== EXERCISE REQUIREMENTS ==
Rewrite every line of the material below with "innermost point" changed to "central point" wherever it appears, keeping all other wording the same.

(Collection entries)
+++
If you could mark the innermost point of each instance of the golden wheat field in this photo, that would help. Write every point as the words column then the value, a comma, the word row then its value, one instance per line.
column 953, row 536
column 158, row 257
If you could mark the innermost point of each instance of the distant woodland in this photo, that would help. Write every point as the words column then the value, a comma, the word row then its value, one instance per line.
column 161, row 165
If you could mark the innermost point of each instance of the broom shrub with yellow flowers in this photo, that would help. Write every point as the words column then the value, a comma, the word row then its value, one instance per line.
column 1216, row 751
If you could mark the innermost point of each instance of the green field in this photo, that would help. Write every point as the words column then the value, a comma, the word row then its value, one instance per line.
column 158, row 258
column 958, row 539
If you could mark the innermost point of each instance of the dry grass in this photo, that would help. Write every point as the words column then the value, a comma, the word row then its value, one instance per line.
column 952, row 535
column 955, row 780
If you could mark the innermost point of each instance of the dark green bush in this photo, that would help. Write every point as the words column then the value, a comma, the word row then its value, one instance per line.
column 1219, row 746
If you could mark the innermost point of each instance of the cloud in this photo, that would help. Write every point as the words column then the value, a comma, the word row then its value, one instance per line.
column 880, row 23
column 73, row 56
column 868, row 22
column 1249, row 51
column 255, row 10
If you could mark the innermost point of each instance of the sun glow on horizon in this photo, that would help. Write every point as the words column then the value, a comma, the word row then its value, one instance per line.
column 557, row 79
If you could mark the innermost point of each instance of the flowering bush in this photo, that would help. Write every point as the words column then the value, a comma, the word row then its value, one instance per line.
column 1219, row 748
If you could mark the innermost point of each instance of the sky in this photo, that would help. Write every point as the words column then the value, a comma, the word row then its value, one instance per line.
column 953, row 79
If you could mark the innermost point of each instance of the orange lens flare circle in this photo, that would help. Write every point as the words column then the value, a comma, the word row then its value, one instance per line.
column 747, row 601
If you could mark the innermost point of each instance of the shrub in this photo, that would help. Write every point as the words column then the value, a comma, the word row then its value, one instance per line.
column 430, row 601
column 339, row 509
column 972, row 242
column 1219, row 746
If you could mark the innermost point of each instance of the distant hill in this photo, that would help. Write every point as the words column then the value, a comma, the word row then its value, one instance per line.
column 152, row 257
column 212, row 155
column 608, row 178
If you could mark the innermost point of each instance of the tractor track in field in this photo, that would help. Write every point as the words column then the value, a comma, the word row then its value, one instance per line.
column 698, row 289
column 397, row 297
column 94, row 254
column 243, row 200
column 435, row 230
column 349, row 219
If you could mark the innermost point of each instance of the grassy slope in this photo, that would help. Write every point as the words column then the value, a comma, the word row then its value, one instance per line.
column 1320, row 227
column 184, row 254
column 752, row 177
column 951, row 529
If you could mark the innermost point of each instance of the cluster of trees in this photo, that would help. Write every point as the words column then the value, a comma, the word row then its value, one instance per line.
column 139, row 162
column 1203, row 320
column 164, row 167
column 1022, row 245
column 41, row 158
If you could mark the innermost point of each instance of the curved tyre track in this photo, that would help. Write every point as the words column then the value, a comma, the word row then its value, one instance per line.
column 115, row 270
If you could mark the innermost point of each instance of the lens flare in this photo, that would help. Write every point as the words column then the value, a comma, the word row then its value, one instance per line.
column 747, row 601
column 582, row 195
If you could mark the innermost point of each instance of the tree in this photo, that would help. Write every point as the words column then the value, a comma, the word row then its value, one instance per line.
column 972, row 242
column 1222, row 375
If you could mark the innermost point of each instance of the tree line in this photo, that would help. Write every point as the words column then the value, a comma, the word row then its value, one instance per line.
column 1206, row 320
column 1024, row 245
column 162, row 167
+++
== TASK ANSWER ==
If you could mark the central point of each instance of the golden wheat field in this photo, that would help. Write every point as the words column then the value, a comma, the word row then its value, one instance per line.
column 953, row 536
column 158, row 257
If you could mark the central point of each instance of the distant woodland in this photo, that would help. Write every point as the words column then the value, a comma, the word row then its value, one instance per line.
column 161, row 165
If you could mark the central point of each instance of the broom shrub with yellow flowers in this photo, that would help. Write every point as the words column then the value, a comma, the word row then its value, one instance per line.
column 1216, row 751
If you could mark the central point of each instance of the green field in this photo, that would help. Write every point as the words column then the value, a comma, the word row then its value, one instance per line.
column 158, row 258
column 958, row 539
If you could mark the central point of each instance of the dry grass in this photo, that would help. Write every point as the words column then the value, a comma, the word row then its value, one instance per line.
column 952, row 535
column 955, row 780
If you could mark the central point of each instance of the dark green bush in this photo, that would help. Write every point as the words column then the value, a comma, the word row then its value, one instance per line.
column 1219, row 746
If you could mark the central point of each instance of the cloud in this photo, that would help. Write every point as the words column then the value, a comma, the word row then its value, one instance per line.
column 880, row 23
column 73, row 56
column 868, row 22
column 1249, row 51
column 255, row 10
If you could mark the central point of each instance of the sun glow on horizon in this photo, that would help. Write every point as the words column then the value, a comma, the word row then its value, one instance per line.
column 557, row 79
If you could mark the central point of each instance of the flowering bush in this photo, that would help. Write every point as the words column then the value, a comma, the word row then its value, one instance per line.
column 1219, row 748
If you could mark the central point of each instance of the sky in this photo, that would help. Write every point as the words column then the value, a comma, the word row then its value, one instance per line.
column 953, row 79
If you could mark the central point of each instance of the orange lens flare circle in this photo, that would help. Write every point as the words column then the value, a comma, the word row then its value, one instance per line.
column 747, row 601
If you could mark the central point of each instance of the shrub in this photo, that would help. Write every point as the words column then the value, a comma, the word row then its value, one instance per line.
column 430, row 601
column 339, row 509
column 972, row 242
column 1219, row 746
If you could mark the central point of each instance of the distant hill in this photo, that would help. Write every point as the words column then the value, a comma, the word row then its value, one instance per line.
column 152, row 257
column 212, row 155
column 608, row 178
If you could mark the central point of each instance of the tractor track in field in this photo, that would help. Write every point as the words column then the value, a comma, the word row then its value, one instance per line.
column 698, row 289
column 397, row 297
column 94, row 254
column 243, row 200
column 435, row 230
column 349, row 219
If you could mark the central point of each instance of the grassy slope in this photo, that would help. Write every point as the words column then the value, a comma, the word row then its value, one instance per line.
column 1320, row 227
column 184, row 254
column 752, row 177
column 951, row 529
If you could mark the central point of each instance of the cluster of trees in this photo, that would help. Write every point as the words column then the value, a comma, the word row then its value, one instance per line.
column 139, row 162
column 1203, row 320
column 164, row 167
column 1022, row 245
column 41, row 158
If you could mark the central point of each instance of the curved tyre track in this photo, that would help. Write every point as the words column then the value, a comma, the word row then its value, one instance per line.
column 115, row 270
If you could mark the central point of each instance of the lens flare in this photo, that would help. Write every point as the words column then the value, a comma, the word row then its value, one instance per line.
column 747, row 601
column 582, row 195
If you could mark the central point of each instance of the tree in this photo, that would help. Write every point as the words column then the value, a comma, the word row then its value, one instance per line.
column 972, row 242
column 1222, row 375
If you could mark the central point of each instance of the tree line in this photo, that would help. Write every point as the words column then the value, a comma, the word row then its value, one instance per line.
column 1206, row 320
column 1024, row 245
column 162, row 167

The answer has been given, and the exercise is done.